STATED PROBLEM> In the stretch from the line containing "indicate the gray" through the end of the records, replace "curtain" with "drape" and give those lines again with nothing else changed.

===== PROVIDED DATA =====

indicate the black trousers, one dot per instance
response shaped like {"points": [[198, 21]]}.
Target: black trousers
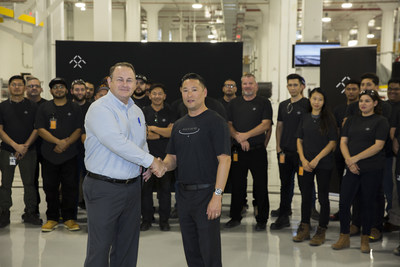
{"points": [[201, 237], [63, 174], [306, 183], [368, 184], [257, 162], [286, 173], [163, 186]]}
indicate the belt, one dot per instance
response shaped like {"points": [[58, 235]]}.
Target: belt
{"points": [[195, 187], [112, 180]]}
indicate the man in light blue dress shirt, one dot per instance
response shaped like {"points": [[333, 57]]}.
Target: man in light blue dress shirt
{"points": [[116, 152]]}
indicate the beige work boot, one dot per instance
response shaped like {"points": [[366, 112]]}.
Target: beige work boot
{"points": [[319, 237], [365, 244], [343, 242], [303, 233]]}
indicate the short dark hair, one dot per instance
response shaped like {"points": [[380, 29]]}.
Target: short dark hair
{"points": [[193, 76], [158, 85], [294, 76], [121, 64], [352, 81], [394, 80], [16, 77], [372, 76]]}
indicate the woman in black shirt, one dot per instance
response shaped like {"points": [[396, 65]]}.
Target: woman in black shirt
{"points": [[363, 137], [316, 141]]}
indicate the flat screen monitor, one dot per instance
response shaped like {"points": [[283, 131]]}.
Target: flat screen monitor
{"points": [[309, 54]]}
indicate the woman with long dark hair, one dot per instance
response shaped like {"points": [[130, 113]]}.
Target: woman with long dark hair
{"points": [[362, 141], [316, 141]]}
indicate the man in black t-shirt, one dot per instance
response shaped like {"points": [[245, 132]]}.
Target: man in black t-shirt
{"points": [[59, 123], [33, 91], [250, 117], [17, 117], [139, 95], [198, 147], [289, 115], [159, 121]]}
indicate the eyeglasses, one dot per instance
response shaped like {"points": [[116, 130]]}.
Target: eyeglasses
{"points": [[17, 85], [58, 86], [33, 86], [289, 108]]}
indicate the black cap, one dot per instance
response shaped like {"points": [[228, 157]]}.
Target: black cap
{"points": [[141, 77], [57, 81]]}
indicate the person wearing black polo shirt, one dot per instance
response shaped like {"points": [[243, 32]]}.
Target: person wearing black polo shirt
{"points": [[78, 92], [362, 143], [289, 115], [17, 117], [250, 116], [59, 123], [33, 91], [159, 120], [199, 148], [316, 140], [229, 89], [139, 95]]}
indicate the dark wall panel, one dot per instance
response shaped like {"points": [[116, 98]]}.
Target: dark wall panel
{"points": [[160, 62]]}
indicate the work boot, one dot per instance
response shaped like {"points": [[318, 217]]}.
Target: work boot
{"points": [[319, 237], [303, 233], [354, 230], [365, 244], [376, 235], [343, 242]]}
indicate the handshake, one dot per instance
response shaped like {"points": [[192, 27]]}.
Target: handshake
{"points": [[158, 167]]}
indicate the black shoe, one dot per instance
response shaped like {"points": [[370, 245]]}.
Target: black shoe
{"points": [[145, 226], [260, 226], [32, 218], [281, 222], [4, 218], [275, 213], [314, 214], [165, 226], [232, 223], [174, 213], [334, 217]]}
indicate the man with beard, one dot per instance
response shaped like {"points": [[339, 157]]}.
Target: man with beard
{"points": [[139, 95], [78, 92], [33, 91], [59, 123]]}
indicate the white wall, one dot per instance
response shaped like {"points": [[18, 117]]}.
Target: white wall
{"points": [[12, 50]]}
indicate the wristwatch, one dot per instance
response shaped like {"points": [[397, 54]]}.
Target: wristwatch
{"points": [[218, 192]]}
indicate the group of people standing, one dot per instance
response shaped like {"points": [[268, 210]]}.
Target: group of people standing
{"points": [[130, 141]]}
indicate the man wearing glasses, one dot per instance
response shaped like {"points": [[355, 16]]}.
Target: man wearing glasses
{"points": [[33, 93], [59, 123], [159, 119], [17, 116], [289, 114], [139, 95]]}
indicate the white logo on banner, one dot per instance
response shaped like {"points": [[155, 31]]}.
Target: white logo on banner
{"points": [[77, 60], [341, 83]]}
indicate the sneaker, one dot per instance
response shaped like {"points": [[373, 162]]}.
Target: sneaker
{"points": [[375, 235], [32, 218], [165, 227], [4, 218], [49, 226], [261, 226], [232, 223], [145, 226], [354, 230], [281, 222], [71, 225], [314, 214]]}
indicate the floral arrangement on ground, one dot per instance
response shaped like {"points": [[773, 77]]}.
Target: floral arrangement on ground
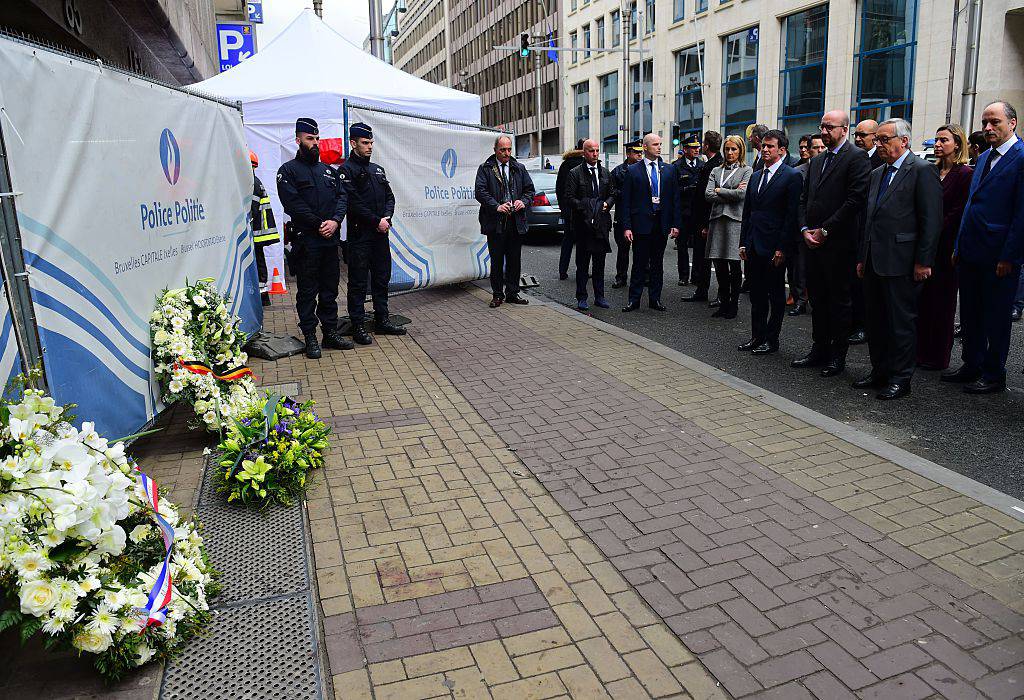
{"points": [[198, 355], [267, 453], [90, 556]]}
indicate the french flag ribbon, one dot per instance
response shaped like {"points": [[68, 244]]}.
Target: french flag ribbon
{"points": [[155, 612]]}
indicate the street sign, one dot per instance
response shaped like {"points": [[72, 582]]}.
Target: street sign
{"points": [[236, 42], [254, 10]]}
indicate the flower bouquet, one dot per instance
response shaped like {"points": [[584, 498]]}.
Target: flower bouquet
{"points": [[267, 452], [88, 556], [198, 355]]}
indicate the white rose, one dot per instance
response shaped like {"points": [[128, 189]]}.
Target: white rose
{"points": [[38, 597]]}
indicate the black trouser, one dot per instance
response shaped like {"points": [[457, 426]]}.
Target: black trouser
{"points": [[317, 273], [369, 265], [584, 258], [767, 297], [505, 247], [622, 255], [986, 302], [568, 241], [729, 279], [828, 291], [648, 263], [892, 323], [700, 271]]}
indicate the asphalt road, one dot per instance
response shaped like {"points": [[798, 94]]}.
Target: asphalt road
{"points": [[981, 437]]}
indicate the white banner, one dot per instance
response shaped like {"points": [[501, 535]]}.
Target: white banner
{"points": [[435, 238], [127, 187]]}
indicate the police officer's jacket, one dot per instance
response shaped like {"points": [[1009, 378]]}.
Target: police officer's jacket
{"points": [[370, 195], [310, 193], [264, 227]]}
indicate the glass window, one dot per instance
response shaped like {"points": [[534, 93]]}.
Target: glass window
{"points": [[802, 78], [689, 98], [644, 126], [884, 63], [609, 113], [739, 81], [581, 105]]}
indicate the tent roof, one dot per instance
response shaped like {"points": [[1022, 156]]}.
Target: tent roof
{"points": [[308, 57]]}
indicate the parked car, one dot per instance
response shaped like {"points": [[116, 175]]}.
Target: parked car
{"points": [[544, 216]]}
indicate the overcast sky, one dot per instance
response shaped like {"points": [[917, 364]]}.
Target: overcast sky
{"points": [[349, 17]]}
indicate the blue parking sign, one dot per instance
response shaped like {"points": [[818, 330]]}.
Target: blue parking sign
{"points": [[236, 42]]}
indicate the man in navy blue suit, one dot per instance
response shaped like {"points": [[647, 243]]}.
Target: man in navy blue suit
{"points": [[650, 215], [769, 233], [988, 254]]}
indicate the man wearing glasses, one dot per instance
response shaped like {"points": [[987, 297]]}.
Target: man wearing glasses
{"points": [[834, 198]]}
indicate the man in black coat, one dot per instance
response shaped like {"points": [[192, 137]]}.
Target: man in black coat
{"points": [[634, 151], [313, 198], [570, 159], [695, 226], [688, 167], [589, 198], [830, 210], [897, 251], [505, 191], [768, 235]]}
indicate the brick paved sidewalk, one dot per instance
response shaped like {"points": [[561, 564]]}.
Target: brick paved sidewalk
{"points": [[522, 505]]}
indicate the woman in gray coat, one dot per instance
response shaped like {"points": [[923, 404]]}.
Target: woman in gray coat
{"points": [[726, 188]]}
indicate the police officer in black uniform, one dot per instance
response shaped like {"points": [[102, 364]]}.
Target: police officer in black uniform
{"points": [[371, 206], [634, 151], [312, 195]]}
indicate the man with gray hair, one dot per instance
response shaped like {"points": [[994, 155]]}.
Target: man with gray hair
{"points": [[505, 192], [902, 223]]}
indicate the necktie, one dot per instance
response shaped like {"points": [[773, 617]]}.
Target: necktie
{"points": [[887, 179]]}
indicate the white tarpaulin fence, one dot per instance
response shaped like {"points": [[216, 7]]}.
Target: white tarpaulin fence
{"points": [[127, 187], [431, 165]]}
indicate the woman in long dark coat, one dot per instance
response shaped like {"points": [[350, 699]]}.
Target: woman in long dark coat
{"points": [[937, 307]]}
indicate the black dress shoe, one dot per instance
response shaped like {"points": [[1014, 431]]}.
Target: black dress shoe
{"points": [[765, 349], [811, 359], [983, 386], [893, 391], [870, 382], [835, 366], [962, 375]]}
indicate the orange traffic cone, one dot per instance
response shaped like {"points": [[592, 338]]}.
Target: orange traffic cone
{"points": [[276, 282]]}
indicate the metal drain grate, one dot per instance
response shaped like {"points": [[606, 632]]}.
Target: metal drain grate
{"points": [[260, 650], [259, 555]]}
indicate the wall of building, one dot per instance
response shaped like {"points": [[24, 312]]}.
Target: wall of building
{"points": [[1000, 76]]}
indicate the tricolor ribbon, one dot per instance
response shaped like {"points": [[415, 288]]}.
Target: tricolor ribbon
{"points": [[155, 612], [200, 368]]}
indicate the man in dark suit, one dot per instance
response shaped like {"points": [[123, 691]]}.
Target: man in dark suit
{"points": [[650, 215], [634, 151], [505, 192], [897, 251], [589, 198], [768, 234], [830, 207], [696, 222], [989, 252]]}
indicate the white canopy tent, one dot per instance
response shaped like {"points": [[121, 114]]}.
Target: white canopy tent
{"points": [[307, 71]]}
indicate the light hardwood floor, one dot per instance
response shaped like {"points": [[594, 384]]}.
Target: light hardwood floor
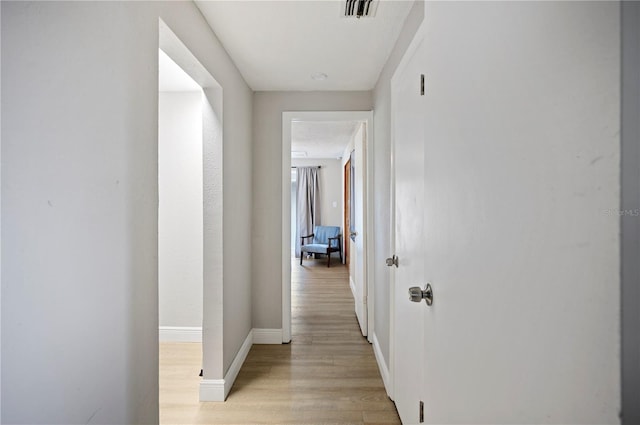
{"points": [[327, 375]]}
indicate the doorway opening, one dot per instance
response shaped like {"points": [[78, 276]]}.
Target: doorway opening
{"points": [[361, 122], [190, 208]]}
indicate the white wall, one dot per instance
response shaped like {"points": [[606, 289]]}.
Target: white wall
{"points": [[267, 188], [80, 204], [630, 220], [330, 189], [180, 233], [382, 176]]}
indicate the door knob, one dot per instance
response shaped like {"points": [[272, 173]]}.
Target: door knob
{"points": [[416, 294]]}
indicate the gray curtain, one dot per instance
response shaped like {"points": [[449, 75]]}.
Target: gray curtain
{"points": [[308, 210]]}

=====

PROBLEM SOLUTION>
indicate the gray drape, one dot per instance
response shaped like {"points": [[449, 75]]}.
Target: gray drape
{"points": [[308, 210]]}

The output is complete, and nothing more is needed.